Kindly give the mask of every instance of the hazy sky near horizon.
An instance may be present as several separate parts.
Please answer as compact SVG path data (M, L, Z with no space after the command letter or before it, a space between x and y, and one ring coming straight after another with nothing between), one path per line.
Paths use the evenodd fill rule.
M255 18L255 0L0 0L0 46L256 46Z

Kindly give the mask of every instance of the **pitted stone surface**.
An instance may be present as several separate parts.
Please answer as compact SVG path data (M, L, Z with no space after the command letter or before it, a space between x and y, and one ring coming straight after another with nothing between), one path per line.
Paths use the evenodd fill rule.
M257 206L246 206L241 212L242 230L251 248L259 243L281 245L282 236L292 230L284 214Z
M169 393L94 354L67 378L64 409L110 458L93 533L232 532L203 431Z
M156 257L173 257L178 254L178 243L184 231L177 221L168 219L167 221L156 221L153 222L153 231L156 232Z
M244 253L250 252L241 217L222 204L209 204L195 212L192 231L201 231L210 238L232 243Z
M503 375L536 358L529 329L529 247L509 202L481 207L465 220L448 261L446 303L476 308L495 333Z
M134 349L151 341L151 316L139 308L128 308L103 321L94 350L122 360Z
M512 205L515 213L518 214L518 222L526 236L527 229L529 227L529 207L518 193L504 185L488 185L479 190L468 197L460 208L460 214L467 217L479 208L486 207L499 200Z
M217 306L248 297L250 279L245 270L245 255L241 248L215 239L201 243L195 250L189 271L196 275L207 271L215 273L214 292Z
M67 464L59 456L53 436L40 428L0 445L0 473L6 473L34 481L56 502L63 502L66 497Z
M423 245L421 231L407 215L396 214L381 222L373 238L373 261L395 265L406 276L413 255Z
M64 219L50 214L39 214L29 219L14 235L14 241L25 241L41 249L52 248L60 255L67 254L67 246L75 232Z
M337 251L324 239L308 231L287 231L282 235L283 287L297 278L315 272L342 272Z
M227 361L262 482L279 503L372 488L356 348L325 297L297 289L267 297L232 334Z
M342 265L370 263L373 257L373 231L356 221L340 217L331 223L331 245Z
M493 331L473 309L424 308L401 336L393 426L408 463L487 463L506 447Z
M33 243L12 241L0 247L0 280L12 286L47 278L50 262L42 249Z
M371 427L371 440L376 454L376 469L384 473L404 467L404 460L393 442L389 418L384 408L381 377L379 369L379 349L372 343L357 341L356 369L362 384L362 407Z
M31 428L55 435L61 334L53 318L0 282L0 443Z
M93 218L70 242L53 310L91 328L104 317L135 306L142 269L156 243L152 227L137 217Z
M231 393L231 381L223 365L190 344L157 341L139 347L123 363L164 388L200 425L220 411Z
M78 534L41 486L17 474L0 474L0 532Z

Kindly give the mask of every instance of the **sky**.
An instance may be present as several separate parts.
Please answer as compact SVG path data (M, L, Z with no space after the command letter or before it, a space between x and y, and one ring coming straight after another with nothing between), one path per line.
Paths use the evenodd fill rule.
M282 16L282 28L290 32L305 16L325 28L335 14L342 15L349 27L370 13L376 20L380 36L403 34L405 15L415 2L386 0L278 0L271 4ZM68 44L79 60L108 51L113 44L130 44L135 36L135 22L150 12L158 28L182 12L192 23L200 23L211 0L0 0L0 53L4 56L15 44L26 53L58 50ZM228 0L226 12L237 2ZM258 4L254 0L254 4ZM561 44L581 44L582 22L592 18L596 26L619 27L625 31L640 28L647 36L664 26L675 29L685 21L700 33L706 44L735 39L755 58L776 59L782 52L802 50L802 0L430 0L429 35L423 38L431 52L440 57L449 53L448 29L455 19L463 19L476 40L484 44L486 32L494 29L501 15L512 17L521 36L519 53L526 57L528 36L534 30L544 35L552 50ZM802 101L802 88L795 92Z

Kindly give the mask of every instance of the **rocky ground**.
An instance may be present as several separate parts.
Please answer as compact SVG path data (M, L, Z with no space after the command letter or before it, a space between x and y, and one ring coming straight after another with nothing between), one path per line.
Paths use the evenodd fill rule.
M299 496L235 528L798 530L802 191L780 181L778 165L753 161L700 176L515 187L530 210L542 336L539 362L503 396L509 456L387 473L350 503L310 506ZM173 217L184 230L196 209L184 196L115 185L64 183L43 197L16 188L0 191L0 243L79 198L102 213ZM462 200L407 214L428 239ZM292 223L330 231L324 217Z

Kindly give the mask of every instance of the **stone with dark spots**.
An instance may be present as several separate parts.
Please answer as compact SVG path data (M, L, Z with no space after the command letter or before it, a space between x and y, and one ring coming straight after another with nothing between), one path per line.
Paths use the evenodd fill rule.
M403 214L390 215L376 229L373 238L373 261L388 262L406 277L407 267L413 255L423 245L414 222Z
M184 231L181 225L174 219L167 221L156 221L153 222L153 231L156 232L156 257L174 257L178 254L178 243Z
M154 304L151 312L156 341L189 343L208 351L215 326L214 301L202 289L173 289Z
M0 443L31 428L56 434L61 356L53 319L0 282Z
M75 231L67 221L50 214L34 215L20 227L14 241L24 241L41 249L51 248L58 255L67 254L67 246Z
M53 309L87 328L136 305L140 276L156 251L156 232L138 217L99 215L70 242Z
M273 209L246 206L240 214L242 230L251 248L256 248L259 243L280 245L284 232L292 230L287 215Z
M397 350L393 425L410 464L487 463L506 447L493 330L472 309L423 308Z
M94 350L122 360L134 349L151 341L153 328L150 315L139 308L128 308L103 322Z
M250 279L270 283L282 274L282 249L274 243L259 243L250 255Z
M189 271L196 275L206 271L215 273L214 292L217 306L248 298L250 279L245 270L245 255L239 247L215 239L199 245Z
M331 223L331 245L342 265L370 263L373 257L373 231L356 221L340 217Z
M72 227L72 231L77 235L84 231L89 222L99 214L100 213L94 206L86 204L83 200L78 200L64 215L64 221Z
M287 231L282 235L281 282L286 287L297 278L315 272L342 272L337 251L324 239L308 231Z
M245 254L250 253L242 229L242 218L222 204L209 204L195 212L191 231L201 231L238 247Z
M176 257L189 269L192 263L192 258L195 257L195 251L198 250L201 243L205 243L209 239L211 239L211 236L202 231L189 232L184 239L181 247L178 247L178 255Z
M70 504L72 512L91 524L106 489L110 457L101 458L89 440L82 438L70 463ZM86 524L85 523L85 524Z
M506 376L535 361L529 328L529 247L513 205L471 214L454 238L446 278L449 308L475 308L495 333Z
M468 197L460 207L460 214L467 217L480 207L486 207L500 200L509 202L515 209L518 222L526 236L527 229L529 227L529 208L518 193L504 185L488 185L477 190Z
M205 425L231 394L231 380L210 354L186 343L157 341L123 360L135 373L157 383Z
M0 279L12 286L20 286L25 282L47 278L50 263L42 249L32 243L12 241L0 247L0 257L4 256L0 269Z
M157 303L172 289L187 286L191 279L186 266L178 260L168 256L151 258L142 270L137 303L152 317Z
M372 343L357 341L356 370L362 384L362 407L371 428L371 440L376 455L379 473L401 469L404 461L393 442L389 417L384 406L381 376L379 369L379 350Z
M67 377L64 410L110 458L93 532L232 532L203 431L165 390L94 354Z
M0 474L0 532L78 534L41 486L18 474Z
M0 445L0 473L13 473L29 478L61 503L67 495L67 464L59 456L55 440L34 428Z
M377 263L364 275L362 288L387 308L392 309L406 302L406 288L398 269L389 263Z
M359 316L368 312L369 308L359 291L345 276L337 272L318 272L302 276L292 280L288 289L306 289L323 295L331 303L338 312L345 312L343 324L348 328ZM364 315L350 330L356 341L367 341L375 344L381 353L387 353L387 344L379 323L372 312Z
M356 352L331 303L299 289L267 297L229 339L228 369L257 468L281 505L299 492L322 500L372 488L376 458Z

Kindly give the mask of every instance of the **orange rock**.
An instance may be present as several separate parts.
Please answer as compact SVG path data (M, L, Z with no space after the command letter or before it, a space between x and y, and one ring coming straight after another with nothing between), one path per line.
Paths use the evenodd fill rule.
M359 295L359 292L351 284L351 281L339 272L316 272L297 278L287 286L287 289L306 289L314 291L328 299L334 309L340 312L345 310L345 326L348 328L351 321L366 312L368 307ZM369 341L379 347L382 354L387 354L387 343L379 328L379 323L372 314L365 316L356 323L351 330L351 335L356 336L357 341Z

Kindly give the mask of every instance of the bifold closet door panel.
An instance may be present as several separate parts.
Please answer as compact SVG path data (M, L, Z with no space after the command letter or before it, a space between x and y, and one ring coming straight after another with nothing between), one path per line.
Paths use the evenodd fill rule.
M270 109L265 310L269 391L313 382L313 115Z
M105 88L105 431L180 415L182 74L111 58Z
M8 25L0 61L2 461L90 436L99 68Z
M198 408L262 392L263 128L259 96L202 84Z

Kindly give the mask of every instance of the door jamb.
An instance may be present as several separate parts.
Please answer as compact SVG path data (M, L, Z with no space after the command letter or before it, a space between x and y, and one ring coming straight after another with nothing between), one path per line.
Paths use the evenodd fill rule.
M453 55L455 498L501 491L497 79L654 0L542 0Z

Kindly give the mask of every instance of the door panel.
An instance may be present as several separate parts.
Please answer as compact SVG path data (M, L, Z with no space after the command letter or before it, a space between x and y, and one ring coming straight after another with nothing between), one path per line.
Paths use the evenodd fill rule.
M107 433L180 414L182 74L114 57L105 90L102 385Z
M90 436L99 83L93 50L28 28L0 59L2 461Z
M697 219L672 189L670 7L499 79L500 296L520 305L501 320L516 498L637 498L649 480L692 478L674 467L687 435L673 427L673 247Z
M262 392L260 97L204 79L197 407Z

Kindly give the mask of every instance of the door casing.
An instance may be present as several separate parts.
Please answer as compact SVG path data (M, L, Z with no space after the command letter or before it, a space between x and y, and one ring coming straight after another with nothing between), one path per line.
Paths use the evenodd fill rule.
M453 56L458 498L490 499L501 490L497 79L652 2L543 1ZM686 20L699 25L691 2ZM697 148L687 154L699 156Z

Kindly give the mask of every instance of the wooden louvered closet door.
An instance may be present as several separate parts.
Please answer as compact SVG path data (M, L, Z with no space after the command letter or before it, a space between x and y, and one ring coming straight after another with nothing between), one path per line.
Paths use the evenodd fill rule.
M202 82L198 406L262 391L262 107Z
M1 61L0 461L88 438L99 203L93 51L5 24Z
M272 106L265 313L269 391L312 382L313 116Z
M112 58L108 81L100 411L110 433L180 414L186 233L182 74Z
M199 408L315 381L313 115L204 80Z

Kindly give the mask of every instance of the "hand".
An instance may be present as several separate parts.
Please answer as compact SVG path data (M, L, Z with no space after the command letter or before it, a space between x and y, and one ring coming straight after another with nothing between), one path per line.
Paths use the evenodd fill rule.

_OBJECTIVE_
Rewrite the lines of the listing starting at the line containing "Kindly give the mask of every instance of the **pitted" and ending at the line containing "M156 257L173 257L178", changing "pitted stone surface" to "weathered stone surface" and keeping everything else the same. Return only those lines.

_OUTPUT FOR THIS EXERCISE_
Kindly give the mask of every instance of the **weathered stone surface**.
An instance may be present as several separate parts.
Please answer as compact SVG path data (M, L, Z with no space after the command letter or before it, a space between x and y, and one ring coming straight after another with nothing between), one path per line.
Paths use the evenodd fill rule.
M257 206L246 206L241 212L242 230L251 248L259 243L281 245L282 236L292 230L284 214Z
M169 393L94 354L67 378L64 409L110 458L93 533L232 532L203 431Z
M156 257L173 257L178 254L178 243L184 231L177 221L168 219L167 221L156 221L153 222L153 231L156 232Z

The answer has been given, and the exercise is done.